═════ SELECTED EXTRACT

It is a very special, a very precious, peace when you think back to the other time when everything had changed? There is only one other time that everything was changed. You have to go way back. Back to almost the beginning. That change was not in peace. It was when sin conquered creation. It was the father of lies winning, and God’s children dying. When Adam sinned and plunged all of creation into death, eternal death, eternal separation from God. Everything changed.
Work became sweaty toil. Rest was replaced with fear and trial. The peace of paradise became a hardship of pilgrimage. Adam was no longer at home in this world, but a stranger on the earth.
Life itself was changed. Life would now end. There would be: death, tears, sorrow, separation. All of those things that were never part of God’s very good creation.3 It was the fruit of Adam’s corrupt coveting. “You will be like God…” Satan said.
Instead of becoming like God, as Satan had promised, instead of ascending on high, Adam would now descend back from whence he came.

══════════
═════ LISTING

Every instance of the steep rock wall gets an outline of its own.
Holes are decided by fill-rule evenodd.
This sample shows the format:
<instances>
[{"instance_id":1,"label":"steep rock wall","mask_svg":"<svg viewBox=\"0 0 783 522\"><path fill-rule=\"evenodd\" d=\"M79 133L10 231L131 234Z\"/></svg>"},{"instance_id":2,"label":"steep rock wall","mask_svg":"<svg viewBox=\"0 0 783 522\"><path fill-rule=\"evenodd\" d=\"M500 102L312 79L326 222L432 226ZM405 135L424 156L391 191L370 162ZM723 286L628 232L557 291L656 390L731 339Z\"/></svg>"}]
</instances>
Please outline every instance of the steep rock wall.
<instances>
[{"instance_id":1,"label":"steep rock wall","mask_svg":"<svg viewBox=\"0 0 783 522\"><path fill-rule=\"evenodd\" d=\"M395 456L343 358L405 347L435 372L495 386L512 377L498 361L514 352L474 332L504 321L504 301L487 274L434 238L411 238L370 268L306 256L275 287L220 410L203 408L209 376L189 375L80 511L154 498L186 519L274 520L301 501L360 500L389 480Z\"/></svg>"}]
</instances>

══════════

▶ _GIVEN PROBLEM A_
Using the passage on Adam's fall, decide whether each statement agrees with it. Answer yes or no, and quote the deciding words. (i) Work turned into sweaty toil. (ii) After his sin, Adam remained at home in this world. (iii) The earlier time when everything changed came about in peace.
▶ _GIVEN PROBLEM B_
Resume the passage on Adam's fall, picking up after its final sentence.

▶ _WRITTEN ANSWER A_
(i) Yes: "Work became sweaty toil."
(ii) No: "Adam was no longer at home in this world, but a stranger on the earth."
(iii) No: "That change was not in peace."

▶ _WRITTEN ANSWER B_
“You are dust,
and to dust you shall return.4”
Satan would dance on the grave of each one of us. All of us from Adam, to you, and beyond. Everything had changed.
If you’ve ever read the book, or saw the movie, “The Chronicles of Narnia” Narnia was a world which had been changed. It was Winter. It was always Winter but never Christmas. The “winter of our sins,” as we sang in the hymn. Always cold, always death, always fear, with no joy. It would be like always living in Holy Week, but never Easter.
Always betrayal, always denial, always scourging, always blood, always fear, always despairing, always sin, always death. Always working and never resting. Always worrying and never comforted. Always striving and never reaching. Always busy and never done. Until the body and the mind, weary and broken, can take no more. Then death, eternal death, eternal pain. That does sounds very much like our world today, doesn’t it?
I stand up here every week, I see people whose lives are abused by sin. People hurting, some more, some less. People saddened by separation. People betrayed and hurt. People struggling under burdens. People confused and worried. People whose bodies are wearing out. People searching for peace and rest, in a world where it is always Holy Week and never Easter. The devil isn’t dancing on our graves quite yet, but he is getting his shoes on.
To all of us today, broken and tired, stumbling and struggling; on this morning of the third day since our Lord died, the angel says to us, “Do not be afraid.” Alleluia! Christ is arisen! It is Easter!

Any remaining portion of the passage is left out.